▶ _Records for the exercise_:
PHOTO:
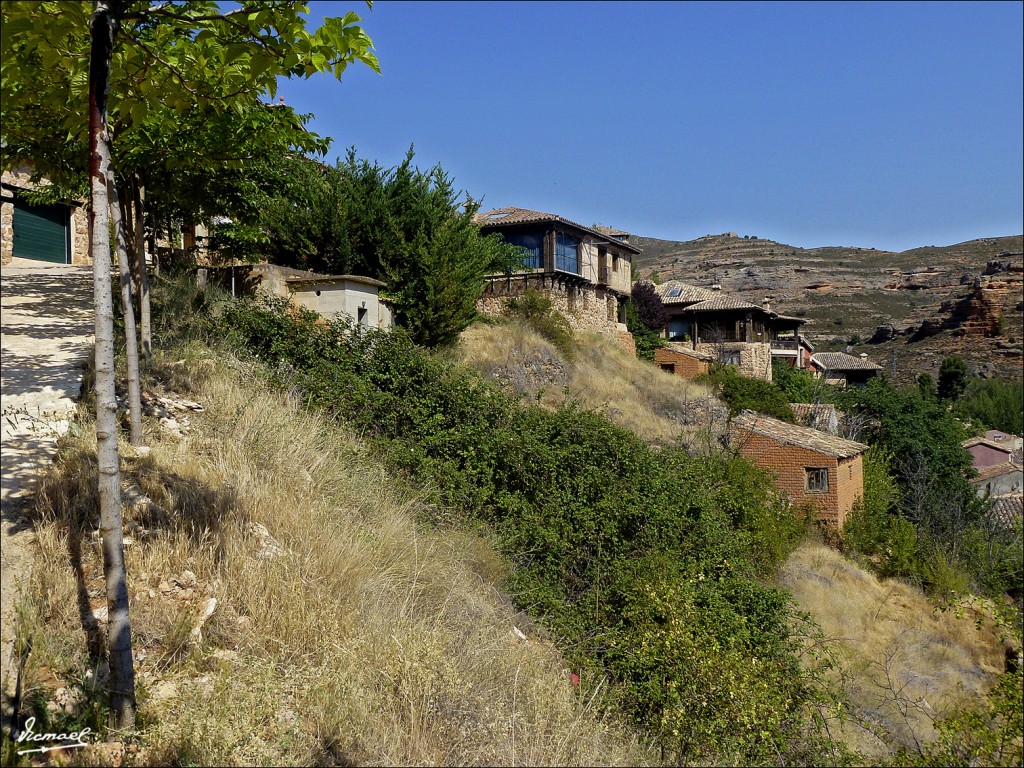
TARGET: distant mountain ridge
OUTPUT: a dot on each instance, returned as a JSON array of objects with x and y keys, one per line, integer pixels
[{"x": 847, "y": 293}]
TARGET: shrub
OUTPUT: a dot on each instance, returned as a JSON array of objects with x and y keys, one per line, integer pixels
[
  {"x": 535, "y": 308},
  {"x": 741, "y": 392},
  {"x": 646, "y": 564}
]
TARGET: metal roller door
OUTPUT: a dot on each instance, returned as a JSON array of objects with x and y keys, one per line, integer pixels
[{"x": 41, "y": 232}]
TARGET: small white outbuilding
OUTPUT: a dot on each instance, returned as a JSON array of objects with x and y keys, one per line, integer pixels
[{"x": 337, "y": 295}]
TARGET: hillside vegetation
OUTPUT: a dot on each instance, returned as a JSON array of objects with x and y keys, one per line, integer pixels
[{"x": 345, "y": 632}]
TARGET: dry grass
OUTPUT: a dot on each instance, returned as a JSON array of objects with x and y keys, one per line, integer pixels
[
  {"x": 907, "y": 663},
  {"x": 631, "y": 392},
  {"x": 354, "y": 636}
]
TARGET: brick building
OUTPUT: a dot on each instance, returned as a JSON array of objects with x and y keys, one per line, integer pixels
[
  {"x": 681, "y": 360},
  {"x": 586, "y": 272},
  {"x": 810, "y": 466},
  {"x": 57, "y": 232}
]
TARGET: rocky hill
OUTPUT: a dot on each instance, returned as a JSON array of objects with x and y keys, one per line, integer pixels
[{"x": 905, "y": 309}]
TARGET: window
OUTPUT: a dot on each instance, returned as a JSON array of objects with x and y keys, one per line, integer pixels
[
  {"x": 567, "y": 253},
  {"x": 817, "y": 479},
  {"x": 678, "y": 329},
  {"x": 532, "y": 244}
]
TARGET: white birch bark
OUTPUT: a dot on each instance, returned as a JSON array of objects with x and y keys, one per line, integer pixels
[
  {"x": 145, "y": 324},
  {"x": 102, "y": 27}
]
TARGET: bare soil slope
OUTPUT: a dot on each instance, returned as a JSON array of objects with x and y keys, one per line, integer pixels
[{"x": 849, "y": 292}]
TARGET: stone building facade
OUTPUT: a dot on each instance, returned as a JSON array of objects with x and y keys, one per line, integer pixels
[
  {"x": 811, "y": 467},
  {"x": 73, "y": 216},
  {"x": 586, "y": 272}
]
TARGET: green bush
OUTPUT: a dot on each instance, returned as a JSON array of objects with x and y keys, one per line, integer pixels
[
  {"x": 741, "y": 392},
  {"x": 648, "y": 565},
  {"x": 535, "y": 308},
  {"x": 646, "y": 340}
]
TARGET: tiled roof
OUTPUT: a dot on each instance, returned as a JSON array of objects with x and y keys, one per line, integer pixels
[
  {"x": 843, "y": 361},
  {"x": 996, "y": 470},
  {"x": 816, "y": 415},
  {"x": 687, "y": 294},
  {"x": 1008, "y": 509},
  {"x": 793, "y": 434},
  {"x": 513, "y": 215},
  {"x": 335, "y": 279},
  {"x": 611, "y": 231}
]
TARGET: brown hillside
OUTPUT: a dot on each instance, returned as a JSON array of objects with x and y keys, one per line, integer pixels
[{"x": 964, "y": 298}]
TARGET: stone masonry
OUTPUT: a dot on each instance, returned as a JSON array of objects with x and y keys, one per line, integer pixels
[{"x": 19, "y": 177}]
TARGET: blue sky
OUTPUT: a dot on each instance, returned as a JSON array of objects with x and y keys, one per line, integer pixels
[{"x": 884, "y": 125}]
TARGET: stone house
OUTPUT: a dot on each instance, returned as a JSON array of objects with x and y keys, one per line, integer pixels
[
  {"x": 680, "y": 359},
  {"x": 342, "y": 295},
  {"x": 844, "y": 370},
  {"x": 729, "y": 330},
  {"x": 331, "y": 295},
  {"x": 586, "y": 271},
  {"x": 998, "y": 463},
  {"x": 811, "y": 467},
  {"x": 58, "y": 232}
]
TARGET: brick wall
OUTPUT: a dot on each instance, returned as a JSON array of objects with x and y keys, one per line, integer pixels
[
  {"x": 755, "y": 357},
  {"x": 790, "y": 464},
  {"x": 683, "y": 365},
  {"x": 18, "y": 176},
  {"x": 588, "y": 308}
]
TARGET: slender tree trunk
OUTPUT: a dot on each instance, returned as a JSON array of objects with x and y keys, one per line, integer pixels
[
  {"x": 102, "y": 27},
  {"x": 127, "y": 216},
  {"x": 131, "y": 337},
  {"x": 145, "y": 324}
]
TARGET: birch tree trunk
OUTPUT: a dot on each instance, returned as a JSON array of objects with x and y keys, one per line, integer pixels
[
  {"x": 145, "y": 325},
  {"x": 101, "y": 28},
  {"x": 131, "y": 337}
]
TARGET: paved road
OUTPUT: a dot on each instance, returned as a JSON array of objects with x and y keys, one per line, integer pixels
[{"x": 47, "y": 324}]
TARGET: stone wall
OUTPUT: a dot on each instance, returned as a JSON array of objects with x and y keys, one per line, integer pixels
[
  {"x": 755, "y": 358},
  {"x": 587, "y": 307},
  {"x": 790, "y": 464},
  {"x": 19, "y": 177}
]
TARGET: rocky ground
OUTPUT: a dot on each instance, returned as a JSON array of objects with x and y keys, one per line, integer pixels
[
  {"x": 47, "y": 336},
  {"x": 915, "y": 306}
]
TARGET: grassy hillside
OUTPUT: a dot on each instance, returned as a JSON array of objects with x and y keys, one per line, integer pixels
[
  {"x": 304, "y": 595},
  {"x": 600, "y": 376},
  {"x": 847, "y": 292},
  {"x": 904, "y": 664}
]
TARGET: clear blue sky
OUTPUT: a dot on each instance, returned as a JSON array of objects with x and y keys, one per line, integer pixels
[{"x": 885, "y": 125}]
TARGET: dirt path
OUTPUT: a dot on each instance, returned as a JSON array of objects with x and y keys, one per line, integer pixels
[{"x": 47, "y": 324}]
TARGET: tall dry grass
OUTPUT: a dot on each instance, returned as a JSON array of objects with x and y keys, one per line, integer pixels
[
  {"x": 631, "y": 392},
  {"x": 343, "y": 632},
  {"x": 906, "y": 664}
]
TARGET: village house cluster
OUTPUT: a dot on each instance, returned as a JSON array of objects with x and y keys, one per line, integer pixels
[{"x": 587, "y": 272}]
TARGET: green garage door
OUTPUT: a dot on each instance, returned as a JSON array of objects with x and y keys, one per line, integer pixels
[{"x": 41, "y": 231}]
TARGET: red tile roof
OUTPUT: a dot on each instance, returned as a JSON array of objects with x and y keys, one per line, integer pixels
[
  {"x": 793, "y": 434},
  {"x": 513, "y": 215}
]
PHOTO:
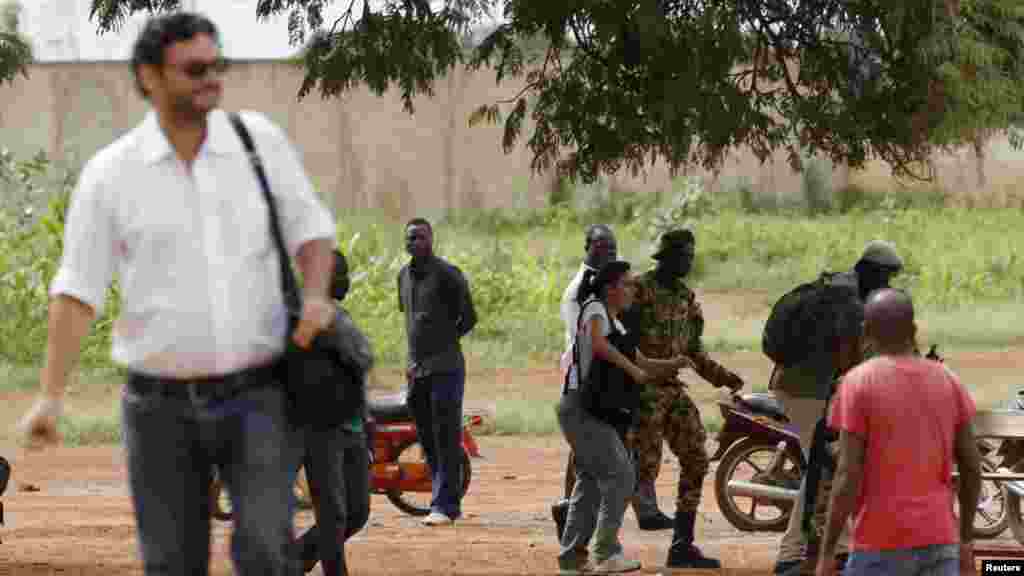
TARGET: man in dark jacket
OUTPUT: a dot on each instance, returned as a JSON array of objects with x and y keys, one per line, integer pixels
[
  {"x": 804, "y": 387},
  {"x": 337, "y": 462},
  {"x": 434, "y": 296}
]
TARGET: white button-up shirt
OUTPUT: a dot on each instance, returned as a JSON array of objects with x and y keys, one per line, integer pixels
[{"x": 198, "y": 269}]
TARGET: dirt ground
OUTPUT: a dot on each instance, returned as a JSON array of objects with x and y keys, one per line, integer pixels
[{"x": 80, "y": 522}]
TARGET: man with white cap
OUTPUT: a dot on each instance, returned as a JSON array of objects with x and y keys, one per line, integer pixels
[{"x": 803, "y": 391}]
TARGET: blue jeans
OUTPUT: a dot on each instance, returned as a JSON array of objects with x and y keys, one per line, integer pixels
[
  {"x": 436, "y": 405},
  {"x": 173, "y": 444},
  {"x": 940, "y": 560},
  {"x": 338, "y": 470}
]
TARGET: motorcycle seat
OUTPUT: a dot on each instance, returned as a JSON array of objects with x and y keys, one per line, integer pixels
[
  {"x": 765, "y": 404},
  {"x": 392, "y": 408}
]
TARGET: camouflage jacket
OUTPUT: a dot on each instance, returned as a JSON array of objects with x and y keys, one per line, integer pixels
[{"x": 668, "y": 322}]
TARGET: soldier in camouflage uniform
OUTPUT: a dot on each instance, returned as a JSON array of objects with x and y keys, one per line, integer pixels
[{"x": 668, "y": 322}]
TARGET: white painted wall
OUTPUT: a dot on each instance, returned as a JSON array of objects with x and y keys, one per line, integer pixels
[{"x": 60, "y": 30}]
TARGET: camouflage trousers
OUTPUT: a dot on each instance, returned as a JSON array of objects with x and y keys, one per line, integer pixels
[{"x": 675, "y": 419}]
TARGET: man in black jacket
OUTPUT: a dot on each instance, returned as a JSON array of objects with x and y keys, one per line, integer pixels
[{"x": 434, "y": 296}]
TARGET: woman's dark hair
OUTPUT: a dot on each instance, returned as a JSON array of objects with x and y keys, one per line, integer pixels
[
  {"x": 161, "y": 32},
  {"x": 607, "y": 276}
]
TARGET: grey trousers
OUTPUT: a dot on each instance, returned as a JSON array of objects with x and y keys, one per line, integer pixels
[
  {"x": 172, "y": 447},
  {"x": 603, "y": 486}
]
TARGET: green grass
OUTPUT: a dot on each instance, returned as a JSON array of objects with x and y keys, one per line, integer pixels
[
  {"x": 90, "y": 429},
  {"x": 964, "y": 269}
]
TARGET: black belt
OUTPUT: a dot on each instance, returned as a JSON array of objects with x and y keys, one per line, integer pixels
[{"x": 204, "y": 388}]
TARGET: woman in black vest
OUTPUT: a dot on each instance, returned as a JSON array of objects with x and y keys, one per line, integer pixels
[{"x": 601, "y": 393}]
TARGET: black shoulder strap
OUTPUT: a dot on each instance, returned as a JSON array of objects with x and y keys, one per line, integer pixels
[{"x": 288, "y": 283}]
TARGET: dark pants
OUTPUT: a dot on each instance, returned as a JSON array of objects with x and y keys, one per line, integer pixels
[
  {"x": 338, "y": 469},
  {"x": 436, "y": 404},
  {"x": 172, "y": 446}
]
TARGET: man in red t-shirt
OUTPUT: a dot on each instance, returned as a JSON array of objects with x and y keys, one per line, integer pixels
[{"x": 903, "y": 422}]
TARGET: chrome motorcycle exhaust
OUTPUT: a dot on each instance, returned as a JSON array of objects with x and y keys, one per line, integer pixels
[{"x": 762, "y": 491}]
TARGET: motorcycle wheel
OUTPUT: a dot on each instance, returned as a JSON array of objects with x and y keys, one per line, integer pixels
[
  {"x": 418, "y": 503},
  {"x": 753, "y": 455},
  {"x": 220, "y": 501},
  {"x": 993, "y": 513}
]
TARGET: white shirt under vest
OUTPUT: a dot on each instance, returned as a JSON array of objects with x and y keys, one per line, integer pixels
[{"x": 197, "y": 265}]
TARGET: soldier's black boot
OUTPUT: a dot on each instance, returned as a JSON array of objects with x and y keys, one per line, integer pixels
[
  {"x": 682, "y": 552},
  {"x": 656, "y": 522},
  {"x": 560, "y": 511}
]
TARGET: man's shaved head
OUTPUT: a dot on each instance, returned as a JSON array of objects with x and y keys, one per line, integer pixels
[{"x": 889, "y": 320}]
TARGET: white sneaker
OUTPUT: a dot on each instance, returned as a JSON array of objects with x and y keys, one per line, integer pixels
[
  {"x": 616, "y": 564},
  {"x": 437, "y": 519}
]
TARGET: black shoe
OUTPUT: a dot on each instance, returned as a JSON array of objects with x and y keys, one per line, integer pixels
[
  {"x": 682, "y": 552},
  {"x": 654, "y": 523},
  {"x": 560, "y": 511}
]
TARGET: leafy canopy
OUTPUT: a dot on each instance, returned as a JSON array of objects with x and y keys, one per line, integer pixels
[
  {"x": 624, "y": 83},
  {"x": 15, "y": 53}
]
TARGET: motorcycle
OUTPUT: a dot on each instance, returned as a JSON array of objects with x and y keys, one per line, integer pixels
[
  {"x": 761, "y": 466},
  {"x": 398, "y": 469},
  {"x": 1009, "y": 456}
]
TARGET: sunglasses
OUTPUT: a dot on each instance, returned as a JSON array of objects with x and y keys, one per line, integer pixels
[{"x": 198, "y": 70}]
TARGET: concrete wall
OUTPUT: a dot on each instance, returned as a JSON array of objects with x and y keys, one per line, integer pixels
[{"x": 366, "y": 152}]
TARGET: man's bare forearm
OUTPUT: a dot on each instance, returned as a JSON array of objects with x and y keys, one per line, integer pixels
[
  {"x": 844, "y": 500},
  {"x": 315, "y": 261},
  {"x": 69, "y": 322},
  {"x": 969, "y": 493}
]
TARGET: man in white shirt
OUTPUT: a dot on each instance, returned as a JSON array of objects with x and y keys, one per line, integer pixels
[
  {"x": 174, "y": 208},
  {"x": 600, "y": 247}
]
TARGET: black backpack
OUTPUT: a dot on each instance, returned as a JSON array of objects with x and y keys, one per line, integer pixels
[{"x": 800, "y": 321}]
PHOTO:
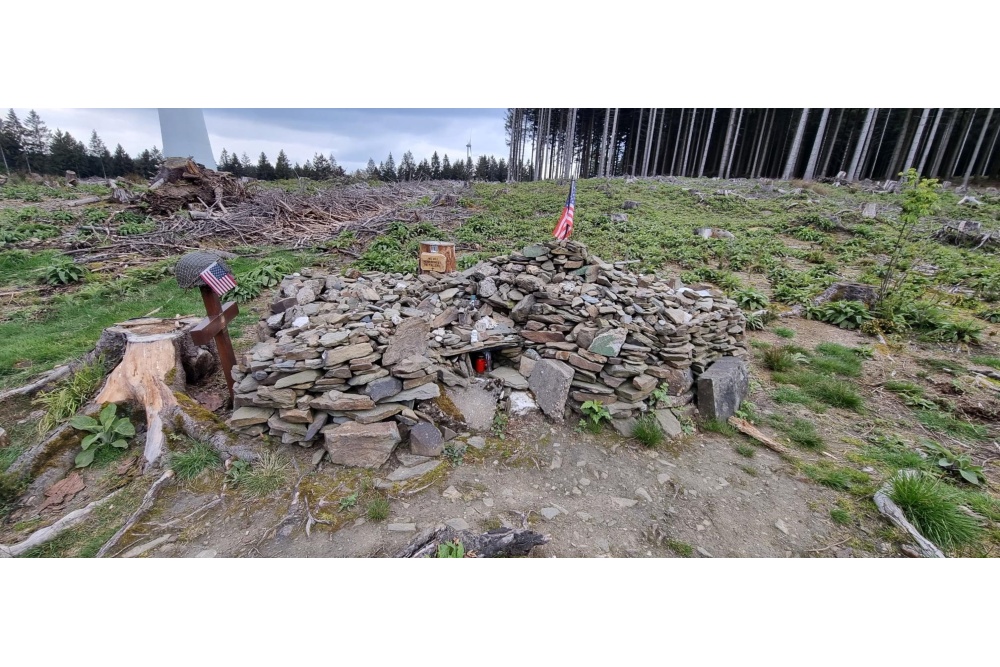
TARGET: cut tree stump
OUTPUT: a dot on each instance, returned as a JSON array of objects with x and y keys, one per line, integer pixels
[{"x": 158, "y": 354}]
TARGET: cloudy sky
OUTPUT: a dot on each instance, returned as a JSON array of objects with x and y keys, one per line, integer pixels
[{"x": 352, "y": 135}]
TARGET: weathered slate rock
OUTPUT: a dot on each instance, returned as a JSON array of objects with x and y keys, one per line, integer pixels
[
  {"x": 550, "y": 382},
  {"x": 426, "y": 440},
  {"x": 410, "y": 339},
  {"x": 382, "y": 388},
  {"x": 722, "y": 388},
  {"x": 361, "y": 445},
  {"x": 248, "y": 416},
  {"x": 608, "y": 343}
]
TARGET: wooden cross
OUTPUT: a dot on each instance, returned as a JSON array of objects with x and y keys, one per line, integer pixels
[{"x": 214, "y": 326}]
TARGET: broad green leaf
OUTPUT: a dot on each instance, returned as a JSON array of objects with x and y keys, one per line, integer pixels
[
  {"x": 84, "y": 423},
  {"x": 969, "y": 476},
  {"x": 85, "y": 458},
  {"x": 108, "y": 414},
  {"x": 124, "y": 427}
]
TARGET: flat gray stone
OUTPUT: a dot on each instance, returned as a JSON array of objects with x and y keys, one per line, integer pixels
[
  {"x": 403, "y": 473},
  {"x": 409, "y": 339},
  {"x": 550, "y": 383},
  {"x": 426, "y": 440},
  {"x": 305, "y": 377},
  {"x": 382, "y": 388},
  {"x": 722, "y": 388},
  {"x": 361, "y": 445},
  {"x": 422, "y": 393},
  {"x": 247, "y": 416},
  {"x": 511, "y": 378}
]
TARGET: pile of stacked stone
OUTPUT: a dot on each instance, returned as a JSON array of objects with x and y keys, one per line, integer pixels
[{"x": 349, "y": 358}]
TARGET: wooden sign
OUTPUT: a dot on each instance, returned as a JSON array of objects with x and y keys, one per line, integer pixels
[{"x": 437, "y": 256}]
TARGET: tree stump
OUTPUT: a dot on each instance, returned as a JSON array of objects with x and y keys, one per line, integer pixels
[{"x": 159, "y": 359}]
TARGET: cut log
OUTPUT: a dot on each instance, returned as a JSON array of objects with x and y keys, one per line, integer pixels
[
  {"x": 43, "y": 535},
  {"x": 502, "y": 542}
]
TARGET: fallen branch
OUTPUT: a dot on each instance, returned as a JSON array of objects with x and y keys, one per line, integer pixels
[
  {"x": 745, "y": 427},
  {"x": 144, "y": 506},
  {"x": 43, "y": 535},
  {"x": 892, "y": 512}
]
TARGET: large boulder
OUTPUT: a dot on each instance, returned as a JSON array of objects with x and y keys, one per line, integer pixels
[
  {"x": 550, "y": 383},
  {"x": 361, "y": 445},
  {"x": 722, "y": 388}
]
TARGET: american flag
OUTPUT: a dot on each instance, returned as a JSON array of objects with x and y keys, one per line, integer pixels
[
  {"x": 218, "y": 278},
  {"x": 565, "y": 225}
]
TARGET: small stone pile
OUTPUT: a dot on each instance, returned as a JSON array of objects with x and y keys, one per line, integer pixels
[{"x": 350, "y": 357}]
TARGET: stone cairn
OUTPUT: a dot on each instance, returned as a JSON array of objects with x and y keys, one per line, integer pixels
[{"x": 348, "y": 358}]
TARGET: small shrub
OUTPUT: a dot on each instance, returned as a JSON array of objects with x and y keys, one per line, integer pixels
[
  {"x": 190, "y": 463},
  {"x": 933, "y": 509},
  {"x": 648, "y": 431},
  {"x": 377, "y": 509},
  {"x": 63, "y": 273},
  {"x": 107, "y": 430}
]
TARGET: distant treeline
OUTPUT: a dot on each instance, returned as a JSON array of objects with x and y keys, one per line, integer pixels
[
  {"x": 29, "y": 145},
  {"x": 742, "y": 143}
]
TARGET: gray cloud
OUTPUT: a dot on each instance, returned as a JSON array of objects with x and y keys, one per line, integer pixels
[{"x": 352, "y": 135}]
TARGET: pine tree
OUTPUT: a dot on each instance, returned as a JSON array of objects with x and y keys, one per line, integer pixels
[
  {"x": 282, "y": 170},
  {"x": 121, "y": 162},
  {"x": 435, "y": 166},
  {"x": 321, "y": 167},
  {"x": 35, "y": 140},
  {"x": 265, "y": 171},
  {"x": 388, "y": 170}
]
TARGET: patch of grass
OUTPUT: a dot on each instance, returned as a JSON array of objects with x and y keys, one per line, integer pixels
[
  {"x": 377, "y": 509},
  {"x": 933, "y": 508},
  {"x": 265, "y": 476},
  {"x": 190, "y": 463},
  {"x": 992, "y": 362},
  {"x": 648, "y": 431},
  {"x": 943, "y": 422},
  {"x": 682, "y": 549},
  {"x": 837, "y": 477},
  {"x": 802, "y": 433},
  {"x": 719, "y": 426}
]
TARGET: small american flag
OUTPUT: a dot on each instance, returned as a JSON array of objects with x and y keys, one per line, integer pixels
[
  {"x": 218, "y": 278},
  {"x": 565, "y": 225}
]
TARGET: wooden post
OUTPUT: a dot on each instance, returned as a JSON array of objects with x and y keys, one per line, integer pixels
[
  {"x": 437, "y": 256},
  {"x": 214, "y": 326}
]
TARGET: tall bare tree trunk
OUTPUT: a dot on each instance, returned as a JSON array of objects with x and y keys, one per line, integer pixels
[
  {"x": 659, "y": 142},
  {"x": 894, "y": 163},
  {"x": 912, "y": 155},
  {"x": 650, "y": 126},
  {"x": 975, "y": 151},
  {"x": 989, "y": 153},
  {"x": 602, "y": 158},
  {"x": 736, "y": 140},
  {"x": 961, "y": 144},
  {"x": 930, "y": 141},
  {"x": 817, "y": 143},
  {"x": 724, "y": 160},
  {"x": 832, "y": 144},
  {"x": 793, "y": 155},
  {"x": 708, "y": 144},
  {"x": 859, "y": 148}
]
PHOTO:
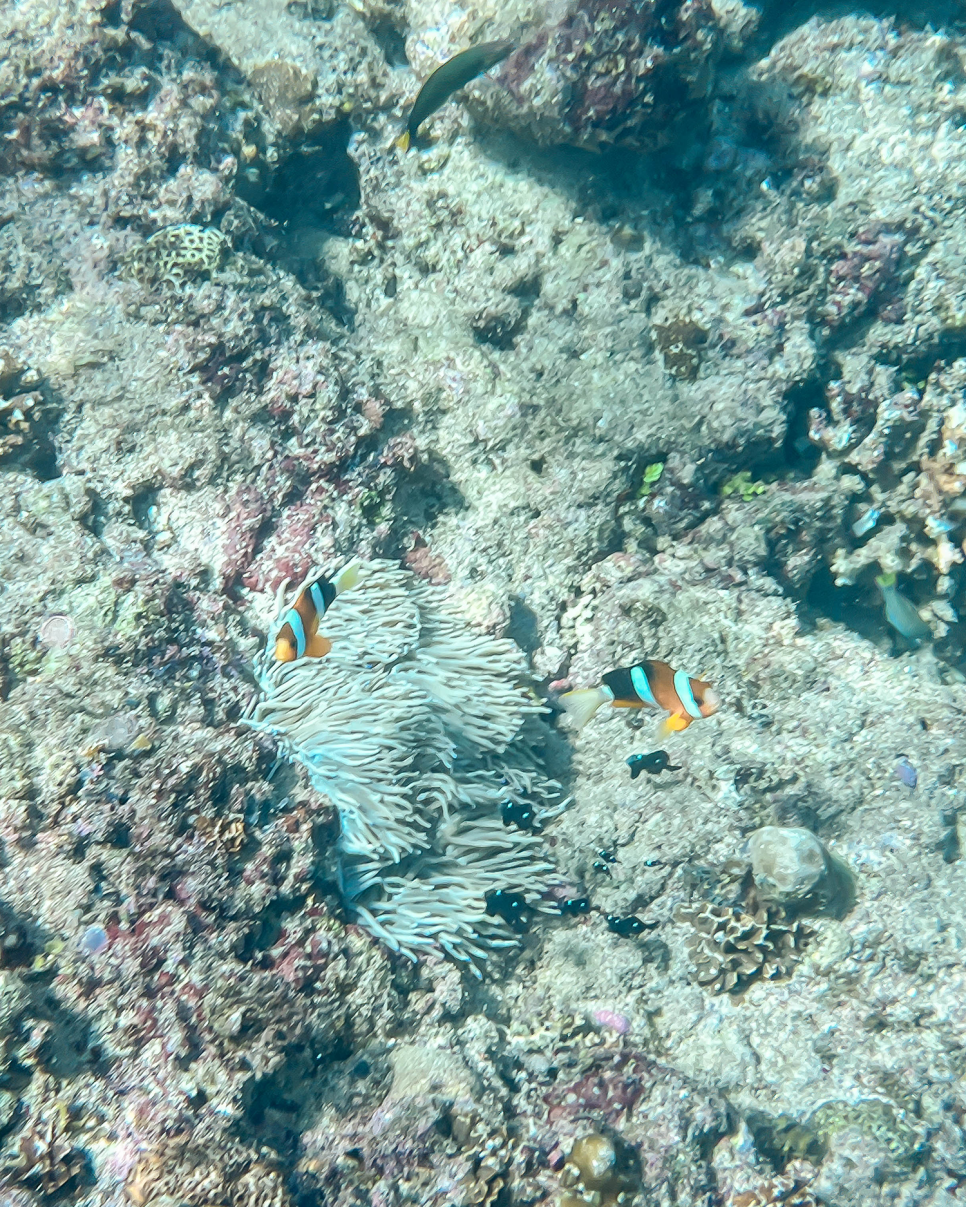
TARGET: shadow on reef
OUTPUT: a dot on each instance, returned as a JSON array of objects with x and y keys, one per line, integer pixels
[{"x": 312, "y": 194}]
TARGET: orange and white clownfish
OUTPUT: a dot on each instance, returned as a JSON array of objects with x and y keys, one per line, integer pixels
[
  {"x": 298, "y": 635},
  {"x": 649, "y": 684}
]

▶ _Task to complete_: Take the line containing "TARGET: patch of grass" and every line after it up to the end of the data, and write them out exactly, without the pictures.

▶ _Complete answer_:
TARGET: patch of grass
OUTPUT: a dot on each instance, returned as a JSON array of objects with x and y keys, one per line, integer pixels
[
  {"x": 377, "y": 509},
  {"x": 933, "y": 508},
  {"x": 265, "y": 476},
  {"x": 190, "y": 463},
  {"x": 992, "y": 362},
  {"x": 648, "y": 431},
  {"x": 943, "y": 422},
  {"x": 682, "y": 549},
  {"x": 837, "y": 477},
  {"x": 802, "y": 433},
  {"x": 719, "y": 426}
]
TARGET: small american flag
OUTPUT: a dot on each instance, returned as a JSON array of objects with x and y keys, one per line, integer pixels
[
  {"x": 218, "y": 278},
  {"x": 565, "y": 225}
]
TARGET: wooden post
OUTPUT: a dot on each instance, returned as a JSON array of objects with x and y keys, one per line, integer pixels
[
  {"x": 437, "y": 256},
  {"x": 214, "y": 326}
]
TARGET: tall bare tree trunk
OUTPUT: a dot on each instance, returned as a JSON array of objects with x and y keys, one per line, integer pixels
[
  {"x": 659, "y": 142},
  {"x": 894, "y": 163},
  {"x": 912, "y": 155},
  {"x": 650, "y": 126},
  {"x": 975, "y": 151},
  {"x": 989, "y": 153},
  {"x": 602, "y": 158},
  {"x": 736, "y": 140},
  {"x": 961, "y": 144},
  {"x": 930, "y": 141},
  {"x": 817, "y": 143},
  {"x": 724, "y": 160},
  {"x": 832, "y": 144},
  {"x": 793, "y": 155},
  {"x": 708, "y": 144},
  {"x": 859, "y": 148}
]
PHOTO:
TARGET: shadow on reef
OUTPUT: a dot on each instance, returned as a JSON array of objects with x and y keys, one per line, integer pixels
[{"x": 312, "y": 194}]
TARGET: orange and white clownfish
OUTPUT: a dot on each instance, returned as a JSON array of objects with x and y keys, one per line, integer pixels
[
  {"x": 298, "y": 635},
  {"x": 649, "y": 684}
]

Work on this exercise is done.